Copy out, from the entries below, each line that holds the string "rough".

=======

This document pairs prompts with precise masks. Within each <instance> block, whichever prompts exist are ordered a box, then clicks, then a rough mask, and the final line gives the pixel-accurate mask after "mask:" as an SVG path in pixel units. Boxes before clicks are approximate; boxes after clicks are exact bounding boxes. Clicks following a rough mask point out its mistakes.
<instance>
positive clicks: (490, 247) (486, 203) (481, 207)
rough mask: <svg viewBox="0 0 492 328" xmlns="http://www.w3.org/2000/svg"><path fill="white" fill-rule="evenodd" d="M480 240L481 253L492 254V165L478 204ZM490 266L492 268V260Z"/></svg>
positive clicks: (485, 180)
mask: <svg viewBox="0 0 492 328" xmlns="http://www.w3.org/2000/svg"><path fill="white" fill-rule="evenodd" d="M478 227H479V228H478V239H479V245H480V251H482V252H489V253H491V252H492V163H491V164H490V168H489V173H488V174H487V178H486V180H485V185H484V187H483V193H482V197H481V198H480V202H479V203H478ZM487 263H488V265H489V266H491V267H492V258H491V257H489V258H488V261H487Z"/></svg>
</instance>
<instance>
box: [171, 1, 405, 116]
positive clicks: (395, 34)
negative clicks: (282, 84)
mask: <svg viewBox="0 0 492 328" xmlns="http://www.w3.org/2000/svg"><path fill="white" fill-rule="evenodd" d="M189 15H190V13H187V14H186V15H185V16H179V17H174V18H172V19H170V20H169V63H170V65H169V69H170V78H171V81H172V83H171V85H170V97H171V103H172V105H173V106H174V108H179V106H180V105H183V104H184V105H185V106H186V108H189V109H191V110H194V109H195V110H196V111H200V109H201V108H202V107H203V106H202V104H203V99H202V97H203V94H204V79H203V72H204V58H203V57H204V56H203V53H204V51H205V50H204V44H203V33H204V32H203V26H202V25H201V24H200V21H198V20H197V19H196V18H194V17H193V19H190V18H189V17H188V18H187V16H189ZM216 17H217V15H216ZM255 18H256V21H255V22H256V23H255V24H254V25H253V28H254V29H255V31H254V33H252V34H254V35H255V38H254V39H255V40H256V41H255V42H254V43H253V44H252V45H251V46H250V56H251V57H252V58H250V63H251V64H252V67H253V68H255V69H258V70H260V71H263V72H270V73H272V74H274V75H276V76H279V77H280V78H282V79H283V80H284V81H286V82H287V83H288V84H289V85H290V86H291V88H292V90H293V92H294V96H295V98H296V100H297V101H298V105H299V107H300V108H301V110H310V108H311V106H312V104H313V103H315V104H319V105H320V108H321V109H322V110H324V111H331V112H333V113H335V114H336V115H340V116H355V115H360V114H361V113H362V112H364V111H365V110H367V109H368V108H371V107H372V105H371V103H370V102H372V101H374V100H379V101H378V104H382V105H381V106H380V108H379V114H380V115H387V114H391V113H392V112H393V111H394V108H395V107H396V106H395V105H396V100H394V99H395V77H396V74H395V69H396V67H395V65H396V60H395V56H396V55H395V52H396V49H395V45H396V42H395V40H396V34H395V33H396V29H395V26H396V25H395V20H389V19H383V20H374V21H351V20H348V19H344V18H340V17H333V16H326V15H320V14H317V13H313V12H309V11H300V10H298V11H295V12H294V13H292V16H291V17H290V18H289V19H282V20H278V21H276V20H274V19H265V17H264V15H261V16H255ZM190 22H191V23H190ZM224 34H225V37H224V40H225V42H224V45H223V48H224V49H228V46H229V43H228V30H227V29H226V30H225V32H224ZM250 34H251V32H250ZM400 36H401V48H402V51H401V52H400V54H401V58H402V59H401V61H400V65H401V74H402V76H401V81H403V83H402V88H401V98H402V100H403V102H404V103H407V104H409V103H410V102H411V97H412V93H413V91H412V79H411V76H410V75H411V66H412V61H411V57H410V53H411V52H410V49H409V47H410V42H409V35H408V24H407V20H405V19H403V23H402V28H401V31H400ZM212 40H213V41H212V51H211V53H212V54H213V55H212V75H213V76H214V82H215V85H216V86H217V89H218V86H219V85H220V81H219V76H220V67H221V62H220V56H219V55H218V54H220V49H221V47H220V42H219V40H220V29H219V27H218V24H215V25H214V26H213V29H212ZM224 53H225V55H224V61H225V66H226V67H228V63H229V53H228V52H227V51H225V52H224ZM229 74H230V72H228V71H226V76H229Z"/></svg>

=======

## Result for this exercise
This document pairs prompts with precise masks. Within each <instance> block, whichever prompts exist are ordered a box, then clicks, then a rough mask, and the final line gives the pixel-accurate mask after "mask:" as an SVG path in pixel units. Boxes before clicks are approximate; boxes after clicks are exact bounding boxes. Clicks following a rough mask point out its mistakes.
rough mask: <svg viewBox="0 0 492 328" xmlns="http://www.w3.org/2000/svg"><path fill="white" fill-rule="evenodd" d="M480 240L481 253L492 254V165L478 204ZM490 266L492 268V260Z"/></svg>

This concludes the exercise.